== INPUT RECORDS ==
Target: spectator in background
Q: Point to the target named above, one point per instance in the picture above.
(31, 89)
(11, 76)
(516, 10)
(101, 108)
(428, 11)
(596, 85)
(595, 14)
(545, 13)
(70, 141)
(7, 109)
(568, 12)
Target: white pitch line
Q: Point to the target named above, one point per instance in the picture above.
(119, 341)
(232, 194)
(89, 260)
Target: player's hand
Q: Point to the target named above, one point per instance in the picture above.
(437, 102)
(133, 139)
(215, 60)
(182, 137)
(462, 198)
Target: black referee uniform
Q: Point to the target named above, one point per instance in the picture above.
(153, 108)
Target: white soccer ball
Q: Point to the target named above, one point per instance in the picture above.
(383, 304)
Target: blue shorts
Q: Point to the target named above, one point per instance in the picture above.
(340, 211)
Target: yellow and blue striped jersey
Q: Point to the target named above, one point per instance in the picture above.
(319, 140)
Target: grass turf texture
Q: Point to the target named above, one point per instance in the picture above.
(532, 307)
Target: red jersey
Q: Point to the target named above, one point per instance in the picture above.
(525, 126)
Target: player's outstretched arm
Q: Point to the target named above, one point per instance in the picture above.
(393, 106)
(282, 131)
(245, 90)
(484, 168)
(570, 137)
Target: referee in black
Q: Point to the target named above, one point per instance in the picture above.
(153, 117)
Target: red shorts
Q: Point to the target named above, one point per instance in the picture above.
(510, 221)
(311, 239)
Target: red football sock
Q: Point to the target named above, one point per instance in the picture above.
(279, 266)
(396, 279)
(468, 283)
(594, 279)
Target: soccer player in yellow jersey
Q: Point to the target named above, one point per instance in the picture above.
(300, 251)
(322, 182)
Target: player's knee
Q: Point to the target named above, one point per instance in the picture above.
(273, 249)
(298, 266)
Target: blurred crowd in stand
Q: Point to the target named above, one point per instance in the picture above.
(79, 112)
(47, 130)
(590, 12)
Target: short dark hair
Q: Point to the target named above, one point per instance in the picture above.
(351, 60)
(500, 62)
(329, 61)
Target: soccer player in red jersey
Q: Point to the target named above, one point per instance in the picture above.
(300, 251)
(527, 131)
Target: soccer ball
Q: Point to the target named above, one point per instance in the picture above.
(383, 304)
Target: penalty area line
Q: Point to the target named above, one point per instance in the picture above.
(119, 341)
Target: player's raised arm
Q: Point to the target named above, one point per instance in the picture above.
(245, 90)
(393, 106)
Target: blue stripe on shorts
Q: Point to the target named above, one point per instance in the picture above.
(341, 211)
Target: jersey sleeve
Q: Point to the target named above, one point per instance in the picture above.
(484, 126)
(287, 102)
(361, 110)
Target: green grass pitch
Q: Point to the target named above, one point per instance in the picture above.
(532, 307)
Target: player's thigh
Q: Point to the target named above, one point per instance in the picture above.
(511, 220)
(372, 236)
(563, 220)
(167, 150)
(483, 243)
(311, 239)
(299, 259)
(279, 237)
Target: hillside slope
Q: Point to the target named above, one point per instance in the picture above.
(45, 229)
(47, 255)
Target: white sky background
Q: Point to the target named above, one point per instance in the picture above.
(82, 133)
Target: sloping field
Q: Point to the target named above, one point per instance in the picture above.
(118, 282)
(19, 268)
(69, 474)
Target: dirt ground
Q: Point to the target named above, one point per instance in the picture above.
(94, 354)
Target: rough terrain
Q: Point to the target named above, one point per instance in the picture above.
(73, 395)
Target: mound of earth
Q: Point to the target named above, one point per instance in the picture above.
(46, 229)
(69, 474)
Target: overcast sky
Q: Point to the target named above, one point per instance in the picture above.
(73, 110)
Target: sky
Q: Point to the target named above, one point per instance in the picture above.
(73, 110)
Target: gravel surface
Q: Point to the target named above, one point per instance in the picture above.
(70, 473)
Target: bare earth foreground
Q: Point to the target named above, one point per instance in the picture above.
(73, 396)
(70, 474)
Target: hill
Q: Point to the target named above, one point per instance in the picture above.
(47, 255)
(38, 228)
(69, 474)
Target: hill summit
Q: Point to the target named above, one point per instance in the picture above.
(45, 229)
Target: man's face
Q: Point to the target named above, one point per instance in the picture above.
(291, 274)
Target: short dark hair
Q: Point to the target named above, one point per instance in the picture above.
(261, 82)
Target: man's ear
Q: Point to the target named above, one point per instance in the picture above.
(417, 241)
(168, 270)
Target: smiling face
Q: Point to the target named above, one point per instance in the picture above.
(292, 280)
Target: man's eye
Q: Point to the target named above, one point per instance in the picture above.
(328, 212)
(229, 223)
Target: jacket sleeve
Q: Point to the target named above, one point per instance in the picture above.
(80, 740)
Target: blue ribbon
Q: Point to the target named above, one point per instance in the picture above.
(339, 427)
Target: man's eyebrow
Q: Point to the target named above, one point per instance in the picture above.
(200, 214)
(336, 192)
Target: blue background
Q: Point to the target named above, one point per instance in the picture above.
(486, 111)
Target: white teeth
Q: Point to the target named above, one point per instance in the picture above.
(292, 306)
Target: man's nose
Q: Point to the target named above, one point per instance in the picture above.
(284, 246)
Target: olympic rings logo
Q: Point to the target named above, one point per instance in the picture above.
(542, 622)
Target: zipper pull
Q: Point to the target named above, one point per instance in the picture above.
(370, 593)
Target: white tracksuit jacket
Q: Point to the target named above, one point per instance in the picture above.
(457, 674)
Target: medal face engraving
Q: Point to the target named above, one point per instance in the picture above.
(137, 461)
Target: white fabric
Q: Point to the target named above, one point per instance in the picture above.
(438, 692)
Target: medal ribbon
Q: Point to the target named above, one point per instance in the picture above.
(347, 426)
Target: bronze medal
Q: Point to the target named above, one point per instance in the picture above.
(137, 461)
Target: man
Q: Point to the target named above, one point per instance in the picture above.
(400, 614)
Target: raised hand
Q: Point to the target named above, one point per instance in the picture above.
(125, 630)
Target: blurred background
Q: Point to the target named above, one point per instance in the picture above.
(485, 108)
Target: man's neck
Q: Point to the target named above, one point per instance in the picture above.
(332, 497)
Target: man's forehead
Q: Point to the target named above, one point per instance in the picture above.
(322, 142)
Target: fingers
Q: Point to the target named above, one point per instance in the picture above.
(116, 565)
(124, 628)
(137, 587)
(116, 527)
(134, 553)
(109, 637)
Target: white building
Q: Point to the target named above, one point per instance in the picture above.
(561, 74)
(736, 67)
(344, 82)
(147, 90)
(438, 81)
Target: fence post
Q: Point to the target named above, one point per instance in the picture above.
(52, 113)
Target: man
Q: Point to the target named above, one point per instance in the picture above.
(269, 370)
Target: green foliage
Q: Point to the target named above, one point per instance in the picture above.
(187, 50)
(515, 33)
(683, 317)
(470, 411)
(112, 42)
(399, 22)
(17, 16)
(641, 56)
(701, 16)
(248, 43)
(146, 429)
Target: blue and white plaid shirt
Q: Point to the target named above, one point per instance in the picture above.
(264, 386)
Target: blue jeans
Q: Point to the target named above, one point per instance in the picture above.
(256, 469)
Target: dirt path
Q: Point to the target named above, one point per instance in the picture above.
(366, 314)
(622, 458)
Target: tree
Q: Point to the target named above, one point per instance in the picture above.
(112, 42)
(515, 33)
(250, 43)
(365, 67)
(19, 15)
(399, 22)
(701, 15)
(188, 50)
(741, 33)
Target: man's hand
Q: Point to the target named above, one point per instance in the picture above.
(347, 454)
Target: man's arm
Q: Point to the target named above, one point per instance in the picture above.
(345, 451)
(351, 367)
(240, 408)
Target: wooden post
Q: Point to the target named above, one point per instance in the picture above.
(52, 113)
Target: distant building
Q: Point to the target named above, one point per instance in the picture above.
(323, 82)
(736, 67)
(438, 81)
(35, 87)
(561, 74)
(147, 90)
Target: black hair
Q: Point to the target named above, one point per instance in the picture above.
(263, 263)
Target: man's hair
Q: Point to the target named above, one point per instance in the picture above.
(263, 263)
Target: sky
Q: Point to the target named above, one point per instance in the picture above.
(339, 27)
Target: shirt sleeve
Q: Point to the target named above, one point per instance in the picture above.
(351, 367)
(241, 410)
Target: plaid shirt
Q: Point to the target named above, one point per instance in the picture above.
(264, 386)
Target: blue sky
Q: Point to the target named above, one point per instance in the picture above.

== REQUIREMENT ==
Where the listing above reaches the line that contains "Target: grass turf texture", start retyping, and finish with the line that contains "Target: player's outstretched arm"; reproduce those lines exactly and no others.

== OUTPUT FOR THIS EXERCISE ==
Target: grass turf texture
Q: Point to the target named above, one point per instance in the picture above.
(532, 307)
Target: red jersey
Q: Point to the target named above, one point per instance in the picture above.
(525, 126)
Target: player's outstretched arm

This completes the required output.